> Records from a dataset
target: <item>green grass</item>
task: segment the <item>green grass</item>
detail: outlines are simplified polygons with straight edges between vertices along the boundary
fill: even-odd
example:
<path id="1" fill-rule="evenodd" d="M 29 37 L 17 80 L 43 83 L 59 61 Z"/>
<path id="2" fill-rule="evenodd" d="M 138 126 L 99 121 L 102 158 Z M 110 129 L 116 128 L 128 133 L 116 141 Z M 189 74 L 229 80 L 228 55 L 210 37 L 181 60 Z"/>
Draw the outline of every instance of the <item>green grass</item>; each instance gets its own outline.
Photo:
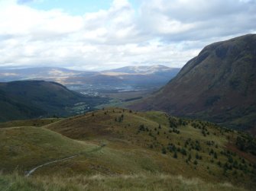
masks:
<path id="1" fill-rule="evenodd" d="M 4 154 L 0 156 L 3 161 L 0 170 L 11 172 L 18 164 L 18 169 L 24 173 L 36 165 L 83 152 L 39 168 L 32 176 L 63 173 L 68 178 L 88 178 L 101 174 L 109 181 L 113 176 L 119 180 L 128 174 L 149 174 L 145 179 L 151 179 L 152 174 L 158 173 L 180 175 L 186 180 L 198 178 L 209 184 L 228 182 L 253 189 L 255 156 L 249 150 L 238 149 L 235 145 L 238 136 L 249 140 L 246 134 L 207 122 L 179 119 L 160 112 L 109 108 L 43 127 L 0 129 L 3 140 L 0 151 Z M 105 146 L 99 148 L 102 144 Z M 195 187 L 195 190 L 203 188 Z"/>
<path id="2" fill-rule="evenodd" d="M 230 183 L 211 183 L 181 176 L 129 174 L 114 176 L 37 176 L 24 178 L 14 173 L 0 175 L 0 189 L 8 191 L 70 191 L 70 190 L 245 190 Z"/>
<path id="3" fill-rule="evenodd" d="M 15 120 L 5 123 L 0 123 L 0 128 L 15 127 L 15 126 L 44 126 L 60 120 L 60 118 L 45 118 L 27 120 Z"/>
<path id="4" fill-rule="evenodd" d="M 82 151 L 84 143 L 40 127 L 0 129 L 0 169 L 11 172 L 15 168 L 32 167 Z"/>

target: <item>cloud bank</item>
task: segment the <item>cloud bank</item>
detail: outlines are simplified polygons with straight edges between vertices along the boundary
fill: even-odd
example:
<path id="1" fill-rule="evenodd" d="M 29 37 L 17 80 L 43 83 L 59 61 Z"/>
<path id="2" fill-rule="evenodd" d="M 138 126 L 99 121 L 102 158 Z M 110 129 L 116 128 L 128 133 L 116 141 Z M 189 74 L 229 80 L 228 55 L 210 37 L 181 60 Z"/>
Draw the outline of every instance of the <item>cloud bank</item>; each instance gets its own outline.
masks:
<path id="1" fill-rule="evenodd" d="M 208 43 L 255 33 L 256 1 L 114 0 L 71 15 L 0 0 L 0 66 L 181 67 Z"/>

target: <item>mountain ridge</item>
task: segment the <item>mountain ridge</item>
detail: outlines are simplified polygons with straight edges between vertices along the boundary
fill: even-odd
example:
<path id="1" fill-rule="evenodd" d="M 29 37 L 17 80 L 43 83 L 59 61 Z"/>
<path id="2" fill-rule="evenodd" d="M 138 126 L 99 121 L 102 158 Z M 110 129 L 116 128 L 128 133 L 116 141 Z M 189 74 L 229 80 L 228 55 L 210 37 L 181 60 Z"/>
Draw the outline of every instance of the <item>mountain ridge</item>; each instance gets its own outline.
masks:
<path id="1" fill-rule="evenodd" d="M 255 34 L 206 46 L 166 86 L 131 107 L 254 128 L 255 47 Z"/>

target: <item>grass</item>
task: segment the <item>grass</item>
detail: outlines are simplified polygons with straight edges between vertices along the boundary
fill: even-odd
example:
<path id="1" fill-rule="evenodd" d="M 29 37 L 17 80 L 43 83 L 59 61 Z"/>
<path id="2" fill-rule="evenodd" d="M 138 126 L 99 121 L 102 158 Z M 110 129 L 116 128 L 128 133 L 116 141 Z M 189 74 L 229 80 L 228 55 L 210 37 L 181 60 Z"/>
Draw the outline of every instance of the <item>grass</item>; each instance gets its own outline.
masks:
<path id="1" fill-rule="evenodd" d="M 0 123 L 0 128 L 15 127 L 15 126 L 44 126 L 60 120 L 60 118 L 45 118 L 28 120 L 15 120 L 5 123 Z"/>
<path id="2" fill-rule="evenodd" d="M 42 127 L 0 129 L 3 140 L 0 151 L 4 153 L 0 156 L 3 161 L 0 169 L 5 173 L 18 164 L 24 172 L 50 160 L 86 151 L 74 158 L 44 166 L 33 177 L 57 177 L 62 173 L 69 179 L 77 176 L 87 179 L 100 174 L 105 183 L 115 183 L 117 180 L 124 182 L 123 176 L 147 175 L 144 181 L 151 185 L 154 176 L 164 174 L 173 180 L 177 176 L 184 180 L 199 179 L 208 186 L 221 187 L 228 182 L 234 186 L 253 189 L 256 158 L 248 151 L 238 150 L 238 136 L 247 138 L 246 134 L 207 122 L 179 119 L 160 112 L 108 108 Z M 98 149 L 101 145 L 105 146 Z M 132 183 L 142 183 L 131 181 L 131 187 Z M 106 190 L 117 189 L 115 185 L 108 186 Z M 123 186 L 124 190 L 129 190 L 128 186 Z M 140 186 L 144 186 L 134 189 L 140 190 Z M 161 190 L 172 188 L 169 184 L 163 186 Z M 203 190 L 196 186 L 194 190 Z M 175 188 L 173 190 L 180 189 Z"/>
<path id="3" fill-rule="evenodd" d="M 0 129 L 0 169 L 28 170 L 53 159 L 64 158 L 88 148 L 57 132 L 37 127 Z"/>
<path id="4" fill-rule="evenodd" d="M 211 183 L 201 180 L 186 179 L 181 176 L 157 174 L 129 174 L 102 176 L 37 176 L 25 178 L 14 173 L 0 175 L 0 189 L 30 190 L 245 190 L 230 183 Z"/>

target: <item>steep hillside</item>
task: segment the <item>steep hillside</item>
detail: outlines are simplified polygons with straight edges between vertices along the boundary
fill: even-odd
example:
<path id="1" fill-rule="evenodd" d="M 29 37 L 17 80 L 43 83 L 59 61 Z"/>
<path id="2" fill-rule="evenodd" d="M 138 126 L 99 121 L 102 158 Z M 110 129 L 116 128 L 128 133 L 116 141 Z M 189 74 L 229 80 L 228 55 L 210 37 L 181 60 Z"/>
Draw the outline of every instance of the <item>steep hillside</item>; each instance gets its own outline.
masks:
<path id="1" fill-rule="evenodd" d="M 28 121 L 21 124 L 30 125 Z M 101 174 L 101 179 L 109 182 L 105 177 L 110 175 L 121 185 L 129 181 L 130 186 L 135 183 L 139 187 L 142 186 L 134 176 L 144 177 L 150 185 L 154 177 L 159 182 L 175 181 L 173 190 L 186 185 L 186 179 L 195 178 L 202 180 L 193 180 L 194 189 L 204 183 L 220 186 L 228 182 L 251 190 L 255 186 L 255 138 L 209 123 L 178 119 L 160 112 L 105 109 L 43 127 L 2 128 L 0 138 L 4 140 L 0 151 L 5 154 L 0 157 L 0 169 L 5 173 L 18 165 L 24 174 L 37 165 L 76 154 L 41 166 L 31 177 L 44 177 L 44 180 L 58 177 L 61 183 L 66 177 L 76 182 Z M 176 176 L 183 178 L 177 180 Z M 164 190 L 170 185 L 161 186 Z M 202 186 L 198 190 L 206 189 Z"/>
<path id="2" fill-rule="evenodd" d="M 255 34 L 215 43 L 190 60 L 159 92 L 131 107 L 253 129 L 255 74 Z"/>
<path id="3" fill-rule="evenodd" d="M 43 81 L 0 83 L 0 121 L 67 116 L 75 113 L 74 104 L 92 107 L 105 99 L 85 97 L 64 86 Z"/>

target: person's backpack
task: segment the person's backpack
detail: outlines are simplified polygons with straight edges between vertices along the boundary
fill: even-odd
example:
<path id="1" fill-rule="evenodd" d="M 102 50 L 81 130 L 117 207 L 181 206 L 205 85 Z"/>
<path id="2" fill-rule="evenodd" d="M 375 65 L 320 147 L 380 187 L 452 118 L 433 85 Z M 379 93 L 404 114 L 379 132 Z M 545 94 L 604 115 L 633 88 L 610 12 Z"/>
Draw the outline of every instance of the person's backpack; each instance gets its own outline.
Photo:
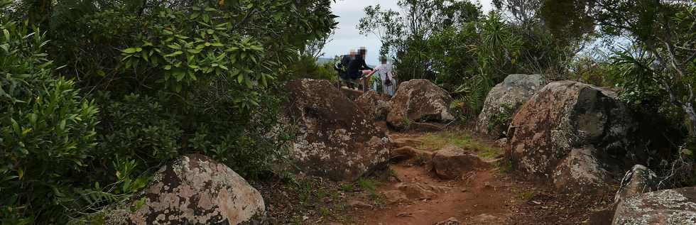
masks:
<path id="1" fill-rule="evenodd" d="M 348 64 L 350 63 L 350 55 L 345 55 L 341 56 L 341 60 L 336 62 L 334 65 L 334 69 L 338 72 L 338 75 L 341 78 L 345 79 L 348 74 Z"/>

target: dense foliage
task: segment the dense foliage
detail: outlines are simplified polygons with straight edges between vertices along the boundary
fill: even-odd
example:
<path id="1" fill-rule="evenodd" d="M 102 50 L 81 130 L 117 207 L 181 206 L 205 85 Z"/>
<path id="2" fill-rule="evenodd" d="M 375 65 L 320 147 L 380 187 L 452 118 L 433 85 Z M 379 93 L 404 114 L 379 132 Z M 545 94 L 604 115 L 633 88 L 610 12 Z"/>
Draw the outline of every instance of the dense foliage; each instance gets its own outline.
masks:
<path id="1" fill-rule="evenodd" d="M 266 176 L 292 138 L 280 81 L 335 26 L 330 0 L 0 2 L 8 224 L 92 218 L 188 153 Z"/>
<path id="2" fill-rule="evenodd" d="M 509 74 L 614 88 L 656 128 L 646 133 L 660 141 L 647 148 L 671 155 L 653 166 L 663 181 L 696 181 L 693 1 L 493 3 L 484 14 L 470 1 L 402 0 L 401 11 L 365 8 L 358 28 L 381 40 L 381 53 L 394 59 L 401 79 L 428 79 L 452 92 L 463 120 L 475 119 L 490 89 Z"/>

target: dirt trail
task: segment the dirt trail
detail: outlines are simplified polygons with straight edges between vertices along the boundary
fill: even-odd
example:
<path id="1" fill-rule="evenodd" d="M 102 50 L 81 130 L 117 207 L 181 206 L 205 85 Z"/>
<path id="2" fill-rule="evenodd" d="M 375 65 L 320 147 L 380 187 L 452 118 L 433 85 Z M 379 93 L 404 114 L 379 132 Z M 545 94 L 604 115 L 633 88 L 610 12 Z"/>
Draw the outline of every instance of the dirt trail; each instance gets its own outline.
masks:
<path id="1" fill-rule="evenodd" d="M 423 145 L 422 136 L 397 133 L 392 134 L 392 138 L 401 146 L 434 150 Z M 446 144 L 448 143 L 442 143 Z M 538 184 L 516 180 L 513 175 L 501 172 L 497 166 L 470 172 L 460 180 L 442 180 L 437 178 L 427 163 L 422 163 L 411 159 L 390 165 L 396 179 L 382 183 L 376 189 L 381 203 L 356 209 L 352 215 L 354 223 L 351 224 L 431 225 L 450 218 L 456 219 L 462 224 L 606 222 L 606 218 L 601 219 L 601 222 L 594 221 L 588 210 L 590 207 L 603 204 L 598 200 L 601 197 L 583 199 L 550 194 L 552 192 Z M 414 192 L 422 193 L 406 198 L 393 194 Z"/>

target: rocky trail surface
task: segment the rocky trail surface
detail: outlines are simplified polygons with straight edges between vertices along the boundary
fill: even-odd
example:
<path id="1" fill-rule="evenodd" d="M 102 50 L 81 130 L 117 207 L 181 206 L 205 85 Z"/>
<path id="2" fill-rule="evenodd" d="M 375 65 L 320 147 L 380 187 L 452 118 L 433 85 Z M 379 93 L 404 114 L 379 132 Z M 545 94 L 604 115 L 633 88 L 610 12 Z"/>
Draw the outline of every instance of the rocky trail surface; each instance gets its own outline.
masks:
<path id="1" fill-rule="evenodd" d="M 440 132 L 440 135 L 449 136 L 450 132 Z M 432 136 L 432 133 L 390 135 L 402 148 L 410 148 L 412 151 L 415 150 L 426 155 L 438 150 L 437 146 L 428 146 L 421 141 Z M 440 141 L 434 143 L 435 146 L 462 144 L 458 140 L 435 141 Z M 460 177 L 443 180 L 434 171 L 431 163 L 417 153 L 406 159 L 399 155 L 398 157 L 403 160 L 389 165 L 391 178 L 376 188 L 374 191 L 376 194 L 367 194 L 362 197 L 359 194 L 348 200 L 349 205 L 353 208 L 352 221 L 330 224 L 611 223 L 613 214 L 602 210 L 610 203 L 610 197 L 553 194 L 546 187 L 517 180 L 505 170 L 502 155 L 499 148 L 494 146 L 495 143 L 484 140 L 469 140 L 468 142 L 477 144 L 464 144 L 464 148 L 481 156 L 488 166 L 472 168 Z M 420 149 L 421 148 L 424 149 Z M 397 152 L 403 154 L 404 151 Z"/>

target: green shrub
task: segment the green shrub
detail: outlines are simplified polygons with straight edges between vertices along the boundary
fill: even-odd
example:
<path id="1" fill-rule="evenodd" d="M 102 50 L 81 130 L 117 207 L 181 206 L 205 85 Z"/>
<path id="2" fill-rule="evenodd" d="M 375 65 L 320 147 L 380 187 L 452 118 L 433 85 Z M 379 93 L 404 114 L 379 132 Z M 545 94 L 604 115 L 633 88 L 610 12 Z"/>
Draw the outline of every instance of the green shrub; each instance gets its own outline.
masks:
<path id="1" fill-rule="evenodd" d="M 94 103 L 52 77 L 38 29 L 0 18 L 0 222 L 62 224 L 96 155 Z"/>

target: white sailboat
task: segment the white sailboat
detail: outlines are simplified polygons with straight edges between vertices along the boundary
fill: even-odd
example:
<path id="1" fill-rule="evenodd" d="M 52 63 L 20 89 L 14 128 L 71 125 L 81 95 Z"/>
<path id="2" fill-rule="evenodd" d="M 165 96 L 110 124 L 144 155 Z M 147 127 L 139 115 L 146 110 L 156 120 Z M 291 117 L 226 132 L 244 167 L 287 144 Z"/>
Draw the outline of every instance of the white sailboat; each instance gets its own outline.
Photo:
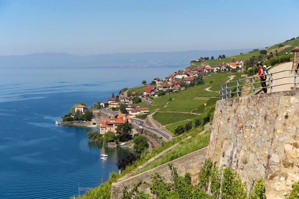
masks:
<path id="1" fill-rule="evenodd" d="M 104 144 L 103 143 L 103 147 L 102 149 L 102 151 L 101 151 L 101 156 L 107 157 L 108 157 L 108 155 L 105 154 L 105 149 L 104 149 Z M 102 159 L 102 158 L 101 158 L 101 159 Z M 105 158 L 105 159 L 106 159 L 106 158 Z"/>

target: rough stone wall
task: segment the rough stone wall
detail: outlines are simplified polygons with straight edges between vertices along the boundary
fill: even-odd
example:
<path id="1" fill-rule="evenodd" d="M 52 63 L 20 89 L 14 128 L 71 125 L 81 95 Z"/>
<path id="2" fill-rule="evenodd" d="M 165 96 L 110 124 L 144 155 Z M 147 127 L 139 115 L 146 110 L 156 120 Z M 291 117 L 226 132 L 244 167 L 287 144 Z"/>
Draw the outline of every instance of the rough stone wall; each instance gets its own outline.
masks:
<path id="1" fill-rule="evenodd" d="M 218 101 L 208 156 L 282 197 L 299 180 L 299 91 Z"/>
<path id="2" fill-rule="evenodd" d="M 172 164 L 174 166 L 176 167 L 178 174 L 180 176 L 184 176 L 187 172 L 190 173 L 192 183 L 196 183 L 198 181 L 199 174 L 203 164 L 207 149 L 208 147 L 206 147 L 195 151 L 136 176 L 131 177 L 124 176 L 112 183 L 111 186 L 111 198 L 121 198 L 125 185 L 129 189 L 132 188 L 132 182 L 136 183 L 141 179 L 143 181 L 151 182 L 151 175 L 154 174 L 155 172 L 158 172 L 168 182 L 170 181 L 172 178 L 171 173 L 168 168 L 168 163 Z M 139 189 L 147 193 L 150 193 L 149 188 L 144 183 L 142 183 Z"/>

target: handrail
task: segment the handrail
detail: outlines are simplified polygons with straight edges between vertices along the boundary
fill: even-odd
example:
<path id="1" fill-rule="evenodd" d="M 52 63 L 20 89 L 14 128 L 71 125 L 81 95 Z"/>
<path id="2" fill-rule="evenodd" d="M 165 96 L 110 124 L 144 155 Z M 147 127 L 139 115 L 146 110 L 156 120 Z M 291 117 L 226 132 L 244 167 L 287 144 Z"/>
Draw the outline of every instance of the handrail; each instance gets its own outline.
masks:
<path id="1" fill-rule="evenodd" d="M 270 73 L 269 74 L 264 75 L 263 76 L 266 76 L 266 77 L 269 76 L 269 78 L 267 80 L 266 80 L 265 81 L 262 81 L 255 82 L 254 81 L 254 78 L 256 78 L 257 77 L 256 76 L 254 76 L 226 82 L 225 84 L 222 84 L 220 86 L 220 99 L 227 99 L 228 98 L 231 98 L 232 97 L 235 97 L 235 95 L 234 94 L 237 94 L 236 97 L 239 97 L 240 94 L 242 92 L 246 92 L 250 91 L 252 91 L 252 95 L 254 95 L 256 94 L 257 94 L 255 93 L 255 91 L 257 90 L 259 90 L 263 88 L 262 87 L 256 88 L 255 87 L 255 85 L 257 84 L 259 84 L 262 82 L 266 82 L 266 86 L 265 87 L 265 88 L 270 88 L 270 93 L 272 92 L 272 90 L 273 87 L 286 84 L 293 84 L 294 90 L 296 90 L 296 85 L 299 84 L 299 82 L 297 82 L 296 81 L 296 78 L 299 77 L 299 75 L 296 75 L 296 73 L 298 72 L 298 70 L 299 70 L 299 69 L 284 70 L 280 71 L 278 71 L 277 72 Z M 290 71 L 292 72 L 292 73 L 291 73 L 291 74 L 293 74 L 293 75 L 280 77 L 275 79 L 274 79 L 273 78 L 273 74 L 276 74 L 282 72 L 285 72 L 286 71 Z M 273 82 L 275 80 L 281 79 L 285 78 L 293 78 L 293 81 L 292 82 L 290 82 L 284 83 L 283 84 L 279 84 L 273 85 Z M 251 83 L 245 84 L 240 84 L 240 83 L 242 83 L 243 81 L 244 81 L 247 80 L 251 80 L 252 82 Z M 229 84 L 234 84 L 234 85 L 230 86 L 230 87 L 229 87 Z M 267 84 L 268 84 L 267 86 Z M 236 84 L 236 85 L 235 85 Z M 250 89 L 243 90 L 241 90 L 240 89 L 240 87 L 248 86 L 251 86 L 250 87 L 252 87 L 252 88 Z"/>

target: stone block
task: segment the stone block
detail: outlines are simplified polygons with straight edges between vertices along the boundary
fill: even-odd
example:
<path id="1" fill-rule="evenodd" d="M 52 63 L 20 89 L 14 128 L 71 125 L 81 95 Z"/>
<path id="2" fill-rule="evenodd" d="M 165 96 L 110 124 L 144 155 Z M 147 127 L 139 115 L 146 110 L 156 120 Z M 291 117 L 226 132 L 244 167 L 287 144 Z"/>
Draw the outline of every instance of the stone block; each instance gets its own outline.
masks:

> What is required
Please repeat the lines beginning at the one that contains "target: <item>grass</item>" and ending after the one that contains "211 183 L 201".

> Written response
target: <item>grass</item>
task: segment the <item>grass</item>
detail: outlines are simplified polygons with straight edges between vertices along the boundary
fill: even-odd
example:
<path id="1" fill-rule="evenodd" d="M 29 37 L 17 80 L 43 83 L 59 61 Z"/>
<path id="2" fill-rule="evenodd" d="M 138 126 L 99 121 L 102 158 Z M 110 129 L 116 128 L 128 133 L 116 141 Z M 189 74 L 229 80 L 228 55 L 210 37 L 181 60 Z"/>
Draw the outline of every instance of the <item>grass</item>; each instance gets its own outline.
masks:
<path id="1" fill-rule="evenodd" d="M 0 123 L 0 128 L 15 127 L 15 126 L 44 126 L 60 120 L 60 118 L 45 118 L 28 120 L 15 120 L 5 123 Z"/>
<path id="2" fill-rule="evenodd" d="M 42 127 L 0 129 L 3 140 L 0 151 L 4 153 L 0 156 L 3 161 L 0 169 L 5 173 L 18 164 L 24 172 L 50 160 L 86 151 L 74 158 L 44 166 L 33 177 L 57 177 L 62 173 L 69 179 L 77 176 L 87 179 L 100 174 L 105 183 L 115 183 L 117 180 L 124 182 L 123 176 L 147 175 L 144 181 L 151 185 L 154 176 L 164 174 L 173 180 L 177 176 L 184 180 L 199 179 L 208 186 L 221 187 L 228 182 L 234 186 L 253 189 L 256 158 L 248 151 L 238 150 L 238 136 L 247 138 L 246 134 L 207 122 L 179 119 L 160 112 L 108 108 Z M 98 149 L 101 145 L 105 146 Z M 132 183 L 142 183 L 131 181 L 131 187 Z M 106 190 L 117 189 L 115 185 L 108 186 Z M 123 186 L 124 190 L 129 190 L 128 186 Z M 140 186 L 144 186 L 134 189 L 140 190 Z M 161 190 L 172 188 L 169 184 L 163 186 Z M 203 190 L 196 186 L 194 190 Z M 175 188 L 173 190 L 180 189 Z"/>
<path id="3" fill-rule="evenodd" d="M 0 129 L 0 169 L 28 170 L 53 159 L 64 158 L 88 148 L 57 132 L 37 127 Z"/>
<path id="4" fill-rule="evenodd" d="M 211 183 L 201 180 L 186 179 L 181 176 L 157 174 L 129 174 L 102 176 L 37 176 L 25 178 L 14 173 L 0 175 L 0 189 L 30 190 L 245 190 L 230 183 Z"/>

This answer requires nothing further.